** Begin Dataset records **
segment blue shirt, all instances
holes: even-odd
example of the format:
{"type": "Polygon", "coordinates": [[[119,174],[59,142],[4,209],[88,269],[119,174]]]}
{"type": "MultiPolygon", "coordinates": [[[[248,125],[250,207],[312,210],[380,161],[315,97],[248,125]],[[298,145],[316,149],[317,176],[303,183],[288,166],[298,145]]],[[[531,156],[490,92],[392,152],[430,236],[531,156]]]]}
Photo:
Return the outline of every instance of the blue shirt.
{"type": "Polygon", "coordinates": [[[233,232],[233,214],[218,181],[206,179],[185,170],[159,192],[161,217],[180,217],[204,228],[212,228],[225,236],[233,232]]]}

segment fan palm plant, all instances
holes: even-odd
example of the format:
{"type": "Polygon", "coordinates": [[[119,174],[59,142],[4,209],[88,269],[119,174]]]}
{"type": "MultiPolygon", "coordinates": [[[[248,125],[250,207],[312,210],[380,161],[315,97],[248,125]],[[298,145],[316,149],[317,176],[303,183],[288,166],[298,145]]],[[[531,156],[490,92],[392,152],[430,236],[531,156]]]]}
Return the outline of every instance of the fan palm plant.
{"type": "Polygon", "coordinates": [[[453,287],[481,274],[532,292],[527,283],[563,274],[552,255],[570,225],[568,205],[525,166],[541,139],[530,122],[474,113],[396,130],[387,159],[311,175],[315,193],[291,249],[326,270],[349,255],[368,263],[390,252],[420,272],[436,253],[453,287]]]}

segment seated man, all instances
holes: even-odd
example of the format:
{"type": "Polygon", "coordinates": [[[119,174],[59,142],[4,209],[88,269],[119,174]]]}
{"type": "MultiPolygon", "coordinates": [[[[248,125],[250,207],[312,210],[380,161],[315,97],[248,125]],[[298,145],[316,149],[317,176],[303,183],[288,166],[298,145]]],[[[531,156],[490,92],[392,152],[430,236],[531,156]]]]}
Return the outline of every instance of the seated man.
** End Dataset records **
Work required:
Repeat each entry word for word.

Result:
segment blue shirt, all instances
holes: even-odd
example of the format:
{"type": "Polygon", "coordinates": [[[119,174],[59,142],[4,209],[88,269],[119,174]]]}
{"type": "MultiPolygon", "coordinates": [[[[248,125],[250,207],[312,210],[380,161],[315,97],[248,125]],[[298,145],[316,149],[317,176],[303,183],[288,166],[298,145]]],[[[531,156],[490,92],[392,152],[430,236],[531,156]]]]}
Photo:
Return the outline of every instance of the blue shirt.
{"type": "Polygon", "coordinates": [[[233,232],[233,214],[218,181],[206,179],[185,170],[159,192],[161,217],[180,217],[204,228],[212,228],[225,236],[233,232]]]}

segment fan palm plant, all instances
holes: even-odd
example of the format:
{"type": "Polygon", "coordinates": [[[119,174],[59,142],[4,209],[88,269],[119,174]]]}
{"type": "MultiPolygon", "coordinates": [[[[248,125],[250,207],[312,210],[380,161],[315,97],[248,125]],[[298,145],[316,149],[317,176],[303,183],[288,166],[298,145]]],[[[531,156],[490,92],[392,152],[430,236],[531,156]]]]}
Return the outline of every instance of the fan palm plant.
{"type": "Polygon", "coordinates": [[[453,287],[481,274],[532,292],[527,283],[563,274],[552,255],[570,225],[568,205],[525,166],[541,139],[530,122],[474,113],[396,130],[387,159],[311,175],[315,193],[291,249],[326,270],[349,255],[368,263],[390,252],[420,272],[436,253],[453,287]]]}

segment seated man, all instances
holes: even-odd
example of the format:
{"type": "Polygon", "coordinates": [[[119,174],[59,142],[4,209],[88,269],[119,174]]]}
{"type": "MultiPolygon", "coordinates": [[[[248,125],[250,207],[312,210],[380,161],[315,97],[248,125]],[[298,145],[316,149],[317,176],[303,183],[288,166],[298,145]]],[[[531,156],[490,92],[392,152],[430,236],[531,156]]]]}
Return the outline of every instance of the seated man.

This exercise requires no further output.